§ 给定文本

◆ ◆ ◆ ◆ ◆

1. 摘要
本文主要介绍,如何通过prometheus监控服务状态,并产生告警信息,已便于运维人员快速响应。
2. 整体架构
本次设计用到prometheus服务,alertmanger服务,blackbox exporter。
以上服务都可以在官网下载:https://prometheus.io/download/
3. prometheus 部署
- 下载并解压
$ tar xvf alertmanager-$VERSION.darwin-amd64.tar.gz
$ ls prometheus-2.35.0-rc0.linux-amd64.tar.gz
console_libraries consoles LICENSE NOTICE prometheus prometheus.yml promtool
- 启动,这里prometheus.yml不做详细解释,请参考官网文档
$ ./prometheus
ts=2022-04-12T06:20:30.952Z caller=main.go:488 level=info msg="No time or size retention was set so using the default time retention" duration=15d
ts=2022-04-12T06:20:30.953Z caller=main.go:525 level=info msg="Starting Prometheus" version="(version=2.35.0-rc0, branch=HEAD, revision=5b73e518260d8bab36ebb1c0d0a5826eba8fc0a0
- 浏览器访问localhost:9090端口
4. blackbox exporter 部署
Blackbox Exporter是Prometheus社区提供的官方黑盒监控解决方案,其允许用户通过:HTTP、HTTPS、DNS、TCP以及ICMP的方式对网络进行探测。
- 下载并解压:
$ tar xvf blackbox_exporter-0.20.0.linux-amd64.tar.gz
$ ls
blackbox_exporter blackbox.yml LICENSE NOTICE
- 下面是一个简化的探针配置文件blockbox.yml
modules:
http_2xx:
prober: http
http_post_2xx:
prober: http
http:
method: POST
tcp_connect:
prober: tcp
pop3s_banner:
prober: tcp
tcp:
query_response:
- expect: "^+OK"
tls: true
tls_config:
insecure_skip_verify: false
grpc:
prober: grpc
grpc:
tls: true
preferred_ip_protocol: "ip4"

◆ ◆ ◆ ◆ ◆

§ 问题 1
根据上面的 Prometheus 监控部署文本,列出 Blackbox Exporter 允许用户探测网络的全部方式。
§ 问题 2
请照原样抄写上面 Prometheus 监控部署文本中“以上服务都可以在官网下载:h”与“CMP的方式对网络进行探测。”之间的部分,两端的词句都要包括在内。

§ 所示数据
◆ ◆ ◆ ◆ ◆

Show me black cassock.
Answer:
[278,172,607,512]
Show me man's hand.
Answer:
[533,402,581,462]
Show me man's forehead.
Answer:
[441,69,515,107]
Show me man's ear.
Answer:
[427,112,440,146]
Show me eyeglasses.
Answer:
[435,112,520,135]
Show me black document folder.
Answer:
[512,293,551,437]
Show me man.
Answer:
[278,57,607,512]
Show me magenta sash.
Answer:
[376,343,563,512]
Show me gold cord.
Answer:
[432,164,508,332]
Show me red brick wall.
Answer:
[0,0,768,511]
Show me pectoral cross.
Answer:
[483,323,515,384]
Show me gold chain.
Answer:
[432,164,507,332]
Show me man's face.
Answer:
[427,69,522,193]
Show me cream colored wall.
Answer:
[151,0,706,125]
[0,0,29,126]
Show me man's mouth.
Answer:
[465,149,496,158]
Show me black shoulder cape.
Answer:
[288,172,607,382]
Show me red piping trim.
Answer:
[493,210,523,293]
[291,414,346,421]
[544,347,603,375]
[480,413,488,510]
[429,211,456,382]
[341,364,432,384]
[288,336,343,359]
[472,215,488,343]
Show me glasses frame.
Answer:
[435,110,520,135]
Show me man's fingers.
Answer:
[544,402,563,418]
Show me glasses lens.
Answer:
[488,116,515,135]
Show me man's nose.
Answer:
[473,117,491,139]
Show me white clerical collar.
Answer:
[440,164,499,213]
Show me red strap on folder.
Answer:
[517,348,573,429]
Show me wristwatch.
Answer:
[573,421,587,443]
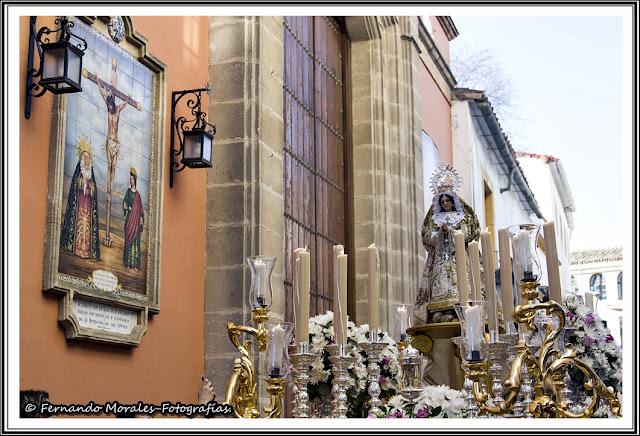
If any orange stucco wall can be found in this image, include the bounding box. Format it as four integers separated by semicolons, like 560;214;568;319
420;64;453;164
16;17;209;404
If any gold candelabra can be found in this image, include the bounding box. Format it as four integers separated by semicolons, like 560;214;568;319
225;307;286;418
463;280;620;418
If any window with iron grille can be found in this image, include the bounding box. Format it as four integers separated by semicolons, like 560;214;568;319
283;17;353;328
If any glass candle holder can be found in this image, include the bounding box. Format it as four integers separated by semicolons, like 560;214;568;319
454;300;486;362
507;223;542;282
247;256;276;310
391;304;413;341
264;322;293;378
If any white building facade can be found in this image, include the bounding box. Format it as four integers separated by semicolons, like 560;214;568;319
516;152;576;295
451;88;546;300
571;247;624;344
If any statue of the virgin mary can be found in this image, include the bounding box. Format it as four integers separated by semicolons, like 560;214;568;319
415;165;480;324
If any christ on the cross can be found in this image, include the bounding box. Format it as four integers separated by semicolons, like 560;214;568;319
82;58;142;246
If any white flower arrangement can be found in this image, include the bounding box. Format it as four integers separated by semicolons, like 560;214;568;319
564;294;622;392
308;311;465;418
308;311;400;417
380;385;465;418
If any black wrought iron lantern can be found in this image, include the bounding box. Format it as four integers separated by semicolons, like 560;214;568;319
25;17;87;118
182;128;213;168
169;84;216;188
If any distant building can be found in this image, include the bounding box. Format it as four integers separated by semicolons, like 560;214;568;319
571;247;624;343
516;152;576;294
451;88;547;314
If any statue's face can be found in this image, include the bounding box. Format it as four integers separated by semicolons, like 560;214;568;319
440;195;453;212
82;151;91;169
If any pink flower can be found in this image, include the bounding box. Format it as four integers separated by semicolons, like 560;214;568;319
416;408;429;418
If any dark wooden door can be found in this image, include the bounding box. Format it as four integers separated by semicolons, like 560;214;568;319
284;17;353;320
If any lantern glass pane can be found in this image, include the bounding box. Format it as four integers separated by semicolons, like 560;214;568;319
42;47;65;79
202;135;213;162
183;135;202;159
67;50;82;84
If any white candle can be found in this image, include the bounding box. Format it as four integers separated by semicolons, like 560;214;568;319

◆ ◆ ◆ ◆ ◆

§ 正确结果 1
HTTP、HTTPS、DNS、TCP、ICMP

§ 正确结果 2
以上服务都可以在官网下载:https://prometheus.io/download/
3. prometheus 部署
- 下载并解压
$ tar xvf alertmanager-$VERSION.darwin-amd64.tar.gz
$ ls prometheus-2.35.0-rc0.linux-amd64.tar.gz
console_libraries consoles LICENSE NOTICE prometheus prometheus.yml promtool
- 启动,这里prometheus.yml不做详细解释,请参考官网文档
$ ./prometheus
ts=2022-04-12T06:20:30.952Z caller=main.go:488 level=info msg="No time or size retention was set so using the default time retention" duration=15d
ts=2022-04-12T06:20:30.953Z caller=main.go:525 level=info msg="Starting Prometheus" version="(version=2.35.0-rc0, branch=HEAD, revision=5b73e518260d8bab36ebb1c0d0a5826eba8fc0a0
- 浏览器访问localhost:9090端口
4. blackbox exporter 部署
Blackbox Exporter是Prometheus社区提供的官方黑盒监控解决方案,其允许用户通过:HTTP、HTTPS、DNS、TCP以及ICMP的方式对网络进行探测。